■ Your assignment ■
Your reply should consist of one number: how many lines below contain "rock".
(Data supplied)
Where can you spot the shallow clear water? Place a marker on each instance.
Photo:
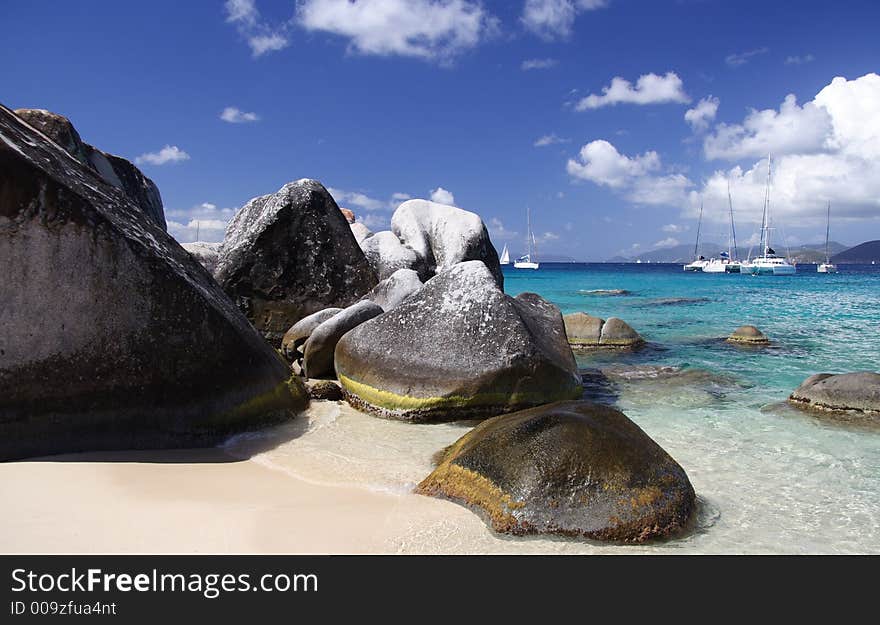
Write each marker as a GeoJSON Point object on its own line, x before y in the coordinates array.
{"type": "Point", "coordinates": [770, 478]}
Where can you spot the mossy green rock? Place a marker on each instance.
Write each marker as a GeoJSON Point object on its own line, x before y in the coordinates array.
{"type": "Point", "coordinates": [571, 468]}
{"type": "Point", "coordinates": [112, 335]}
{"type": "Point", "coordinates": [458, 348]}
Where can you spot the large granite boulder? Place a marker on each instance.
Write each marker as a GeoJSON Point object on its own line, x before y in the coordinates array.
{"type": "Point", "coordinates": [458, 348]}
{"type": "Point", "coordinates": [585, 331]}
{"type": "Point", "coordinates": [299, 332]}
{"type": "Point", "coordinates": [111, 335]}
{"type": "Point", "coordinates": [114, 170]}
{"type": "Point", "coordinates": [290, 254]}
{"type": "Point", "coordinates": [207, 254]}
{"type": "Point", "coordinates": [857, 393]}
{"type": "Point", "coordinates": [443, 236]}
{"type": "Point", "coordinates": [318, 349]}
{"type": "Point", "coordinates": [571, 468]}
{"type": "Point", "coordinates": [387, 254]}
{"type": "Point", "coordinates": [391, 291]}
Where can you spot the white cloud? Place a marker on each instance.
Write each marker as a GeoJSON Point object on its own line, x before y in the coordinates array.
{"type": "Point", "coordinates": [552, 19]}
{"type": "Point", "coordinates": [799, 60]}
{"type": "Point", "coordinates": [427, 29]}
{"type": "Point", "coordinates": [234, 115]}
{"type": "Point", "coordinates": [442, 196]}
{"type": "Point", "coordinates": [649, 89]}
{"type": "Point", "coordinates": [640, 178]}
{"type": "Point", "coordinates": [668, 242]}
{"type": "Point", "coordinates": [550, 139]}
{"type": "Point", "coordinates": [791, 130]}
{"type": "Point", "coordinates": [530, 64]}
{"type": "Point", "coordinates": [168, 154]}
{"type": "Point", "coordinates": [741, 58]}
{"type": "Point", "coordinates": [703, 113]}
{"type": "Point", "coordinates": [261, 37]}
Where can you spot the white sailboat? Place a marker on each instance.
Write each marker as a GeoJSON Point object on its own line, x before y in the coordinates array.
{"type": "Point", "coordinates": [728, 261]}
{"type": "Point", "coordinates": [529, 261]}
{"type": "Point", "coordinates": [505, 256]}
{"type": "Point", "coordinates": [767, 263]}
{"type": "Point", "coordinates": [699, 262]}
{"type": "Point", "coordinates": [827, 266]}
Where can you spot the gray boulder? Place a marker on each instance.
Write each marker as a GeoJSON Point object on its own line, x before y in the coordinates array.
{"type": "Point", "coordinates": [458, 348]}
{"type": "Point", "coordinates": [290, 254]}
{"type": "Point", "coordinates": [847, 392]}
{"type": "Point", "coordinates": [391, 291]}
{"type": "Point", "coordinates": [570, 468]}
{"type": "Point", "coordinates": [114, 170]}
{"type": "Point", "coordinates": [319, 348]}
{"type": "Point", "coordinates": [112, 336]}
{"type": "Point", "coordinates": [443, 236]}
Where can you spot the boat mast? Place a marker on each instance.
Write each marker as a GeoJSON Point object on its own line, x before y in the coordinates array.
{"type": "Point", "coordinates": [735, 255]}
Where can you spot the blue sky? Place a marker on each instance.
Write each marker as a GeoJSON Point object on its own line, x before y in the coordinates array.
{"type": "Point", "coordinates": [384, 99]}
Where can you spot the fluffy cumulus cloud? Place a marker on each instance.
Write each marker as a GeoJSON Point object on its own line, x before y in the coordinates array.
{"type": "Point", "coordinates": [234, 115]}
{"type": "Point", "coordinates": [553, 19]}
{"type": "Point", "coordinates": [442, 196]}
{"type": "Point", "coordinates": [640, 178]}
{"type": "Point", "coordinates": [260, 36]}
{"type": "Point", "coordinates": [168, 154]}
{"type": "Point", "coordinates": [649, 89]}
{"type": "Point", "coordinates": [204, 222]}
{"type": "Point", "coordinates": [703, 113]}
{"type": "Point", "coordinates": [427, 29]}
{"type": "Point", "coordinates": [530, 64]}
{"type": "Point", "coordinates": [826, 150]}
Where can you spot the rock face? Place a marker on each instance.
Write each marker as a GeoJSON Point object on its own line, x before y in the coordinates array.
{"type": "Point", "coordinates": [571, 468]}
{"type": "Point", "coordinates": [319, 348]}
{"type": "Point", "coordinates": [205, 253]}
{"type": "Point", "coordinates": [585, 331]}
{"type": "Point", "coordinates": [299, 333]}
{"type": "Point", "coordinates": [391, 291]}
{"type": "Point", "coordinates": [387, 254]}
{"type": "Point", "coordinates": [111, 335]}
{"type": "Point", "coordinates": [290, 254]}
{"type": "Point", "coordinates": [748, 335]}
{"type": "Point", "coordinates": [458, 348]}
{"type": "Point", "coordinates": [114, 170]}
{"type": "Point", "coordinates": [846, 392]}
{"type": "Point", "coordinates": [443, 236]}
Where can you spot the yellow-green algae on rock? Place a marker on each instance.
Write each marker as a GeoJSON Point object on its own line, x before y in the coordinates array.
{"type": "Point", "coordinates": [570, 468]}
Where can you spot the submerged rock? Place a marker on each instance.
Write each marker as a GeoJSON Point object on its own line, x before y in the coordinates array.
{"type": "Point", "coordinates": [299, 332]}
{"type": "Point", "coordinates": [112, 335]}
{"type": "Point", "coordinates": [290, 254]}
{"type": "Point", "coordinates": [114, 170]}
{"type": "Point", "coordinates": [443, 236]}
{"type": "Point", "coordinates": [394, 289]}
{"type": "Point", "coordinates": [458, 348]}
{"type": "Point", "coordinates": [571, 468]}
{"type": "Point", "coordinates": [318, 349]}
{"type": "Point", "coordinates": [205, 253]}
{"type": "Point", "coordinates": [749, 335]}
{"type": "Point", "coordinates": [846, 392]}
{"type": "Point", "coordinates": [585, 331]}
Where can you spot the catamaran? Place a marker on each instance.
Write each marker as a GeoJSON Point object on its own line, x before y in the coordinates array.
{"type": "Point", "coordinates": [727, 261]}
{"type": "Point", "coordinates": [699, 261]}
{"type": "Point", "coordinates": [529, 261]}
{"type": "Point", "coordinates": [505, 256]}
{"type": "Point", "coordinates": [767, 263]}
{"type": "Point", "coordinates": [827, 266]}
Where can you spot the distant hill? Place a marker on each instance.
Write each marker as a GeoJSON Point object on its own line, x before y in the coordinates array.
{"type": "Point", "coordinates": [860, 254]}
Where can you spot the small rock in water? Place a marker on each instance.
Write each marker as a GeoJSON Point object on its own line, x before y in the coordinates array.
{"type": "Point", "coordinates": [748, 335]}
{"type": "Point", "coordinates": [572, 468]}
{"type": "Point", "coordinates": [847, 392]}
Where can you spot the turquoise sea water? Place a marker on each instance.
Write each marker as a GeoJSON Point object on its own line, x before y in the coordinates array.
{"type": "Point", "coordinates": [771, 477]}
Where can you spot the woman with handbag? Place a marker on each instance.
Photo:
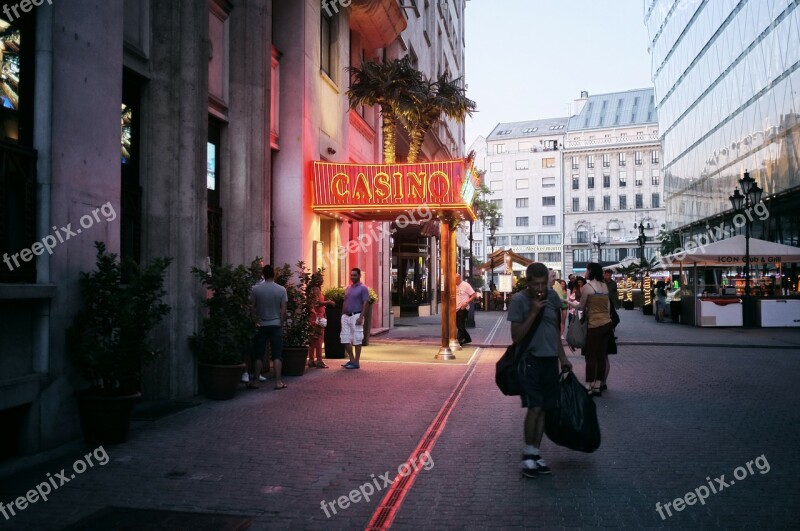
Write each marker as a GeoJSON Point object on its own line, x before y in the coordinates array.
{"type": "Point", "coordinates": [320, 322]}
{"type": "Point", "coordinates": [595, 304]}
(End Data supplied)
■ Exercise result ■
5